• _WORK INSTRUCTION_: Check every line of the data below for the word "scooter" and say how many have it, without further comment.
********************
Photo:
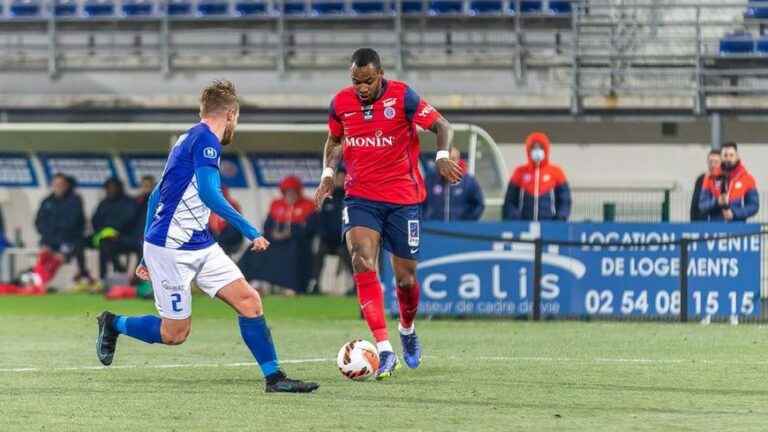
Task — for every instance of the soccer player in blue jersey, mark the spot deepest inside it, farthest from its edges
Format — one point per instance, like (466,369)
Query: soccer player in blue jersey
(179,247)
********************
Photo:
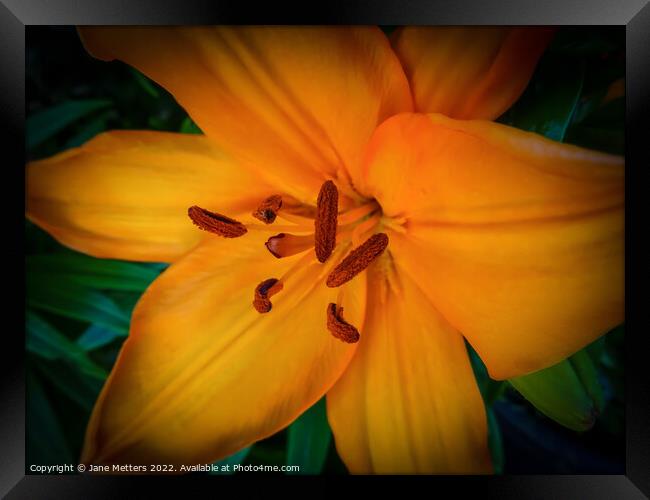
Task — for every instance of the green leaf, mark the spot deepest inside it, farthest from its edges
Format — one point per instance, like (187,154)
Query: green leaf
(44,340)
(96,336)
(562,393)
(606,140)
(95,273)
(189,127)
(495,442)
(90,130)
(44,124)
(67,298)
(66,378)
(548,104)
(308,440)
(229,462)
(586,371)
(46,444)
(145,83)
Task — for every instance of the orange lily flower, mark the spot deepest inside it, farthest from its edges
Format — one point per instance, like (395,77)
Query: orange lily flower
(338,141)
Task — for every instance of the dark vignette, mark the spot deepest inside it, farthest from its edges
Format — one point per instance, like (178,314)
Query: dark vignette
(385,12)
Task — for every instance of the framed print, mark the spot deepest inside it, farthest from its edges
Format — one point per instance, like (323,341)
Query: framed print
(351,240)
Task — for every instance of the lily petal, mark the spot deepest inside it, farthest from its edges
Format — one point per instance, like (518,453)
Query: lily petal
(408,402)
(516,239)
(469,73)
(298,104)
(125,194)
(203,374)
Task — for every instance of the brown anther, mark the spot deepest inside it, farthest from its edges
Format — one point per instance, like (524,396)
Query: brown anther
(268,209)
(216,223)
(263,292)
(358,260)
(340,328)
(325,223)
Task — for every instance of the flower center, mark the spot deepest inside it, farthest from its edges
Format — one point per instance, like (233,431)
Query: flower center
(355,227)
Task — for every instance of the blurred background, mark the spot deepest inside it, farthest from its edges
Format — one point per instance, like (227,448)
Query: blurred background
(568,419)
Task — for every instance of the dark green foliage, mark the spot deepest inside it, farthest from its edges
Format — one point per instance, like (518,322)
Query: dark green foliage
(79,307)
********************
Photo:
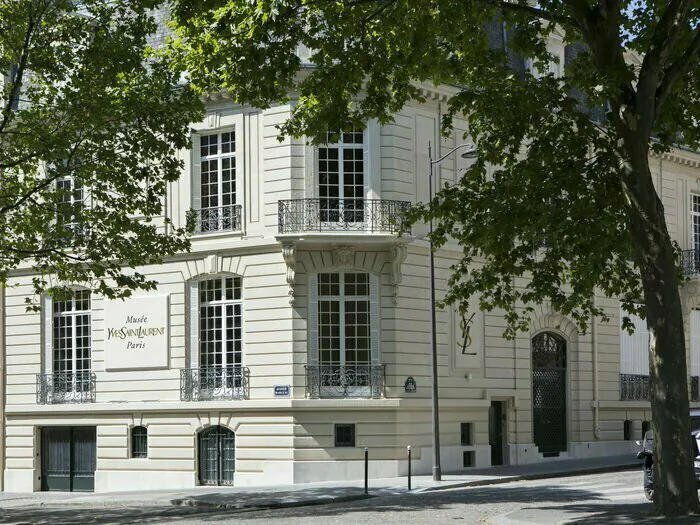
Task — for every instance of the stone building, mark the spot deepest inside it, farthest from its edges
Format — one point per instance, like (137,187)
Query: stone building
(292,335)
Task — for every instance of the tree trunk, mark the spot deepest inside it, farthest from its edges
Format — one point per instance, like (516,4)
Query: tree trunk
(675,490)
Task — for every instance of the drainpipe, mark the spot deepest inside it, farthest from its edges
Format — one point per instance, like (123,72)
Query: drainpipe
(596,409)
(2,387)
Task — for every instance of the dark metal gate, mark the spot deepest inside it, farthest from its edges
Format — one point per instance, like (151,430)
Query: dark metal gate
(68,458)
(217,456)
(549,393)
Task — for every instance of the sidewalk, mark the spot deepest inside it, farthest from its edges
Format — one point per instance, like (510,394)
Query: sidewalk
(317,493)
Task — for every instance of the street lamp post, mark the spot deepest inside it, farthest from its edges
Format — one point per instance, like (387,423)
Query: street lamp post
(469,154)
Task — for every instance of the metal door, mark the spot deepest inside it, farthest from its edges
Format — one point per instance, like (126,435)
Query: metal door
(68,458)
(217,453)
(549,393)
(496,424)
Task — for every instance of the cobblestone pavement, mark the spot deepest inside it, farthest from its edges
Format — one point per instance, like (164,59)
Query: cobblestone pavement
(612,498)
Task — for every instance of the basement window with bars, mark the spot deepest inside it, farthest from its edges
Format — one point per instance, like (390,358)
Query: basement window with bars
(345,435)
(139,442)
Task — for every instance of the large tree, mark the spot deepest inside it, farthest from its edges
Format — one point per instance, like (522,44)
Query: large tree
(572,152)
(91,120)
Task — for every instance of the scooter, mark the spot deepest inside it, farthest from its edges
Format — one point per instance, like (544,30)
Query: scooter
********************
• _RESULT OF THIS TASK_: 2